++++ Lesetext
Musikalische Geschenke schon im November

Musikalische Geschenke schon im November

Der Glasperlenjazz vom 21.Nov. 2019

Was waren das für spannende Live-Musik-Wochen seit der letzten Sendung!

Da kommt ein Gefühl in mir hoch, das (sorry, grauenhaftes Wort…) heutzutage leider so altmodisch erscheint, dass man meinen möchte, im Duden müsste sich das berühmte Kreuz daneben befinden, das für „veraltet“ steht.

DANKBARKEIT.
++++++++
++++ Datenauszug
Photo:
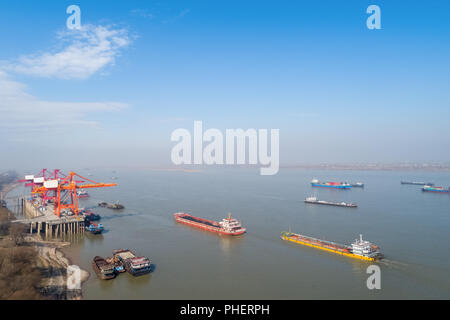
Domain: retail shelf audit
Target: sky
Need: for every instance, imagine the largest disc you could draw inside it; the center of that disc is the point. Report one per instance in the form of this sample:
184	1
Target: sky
111	93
++++++++
- Die Aufgaben
**a)** Welches Gefühl nennt der Lesetext in Großbuchstaben?
**b)** Zitiere aus dem Lesetext wörtlich die Stelle von „Da kommt ein“ bis „DANKBARKEIT.“.

- Die Lösungen
**a)** Dankbarkeit.

**b)**
Da kommt ein Gefühl in mir hoch, das (sorry, grauenhaftes Wort…) heutzutage leider so altmodisch erscheint, dass man meinen möchte, im Duden müsste sich das berühmte Kreuz daneben befinden, das für „veraltet“ steht.

DANKBARKEIT.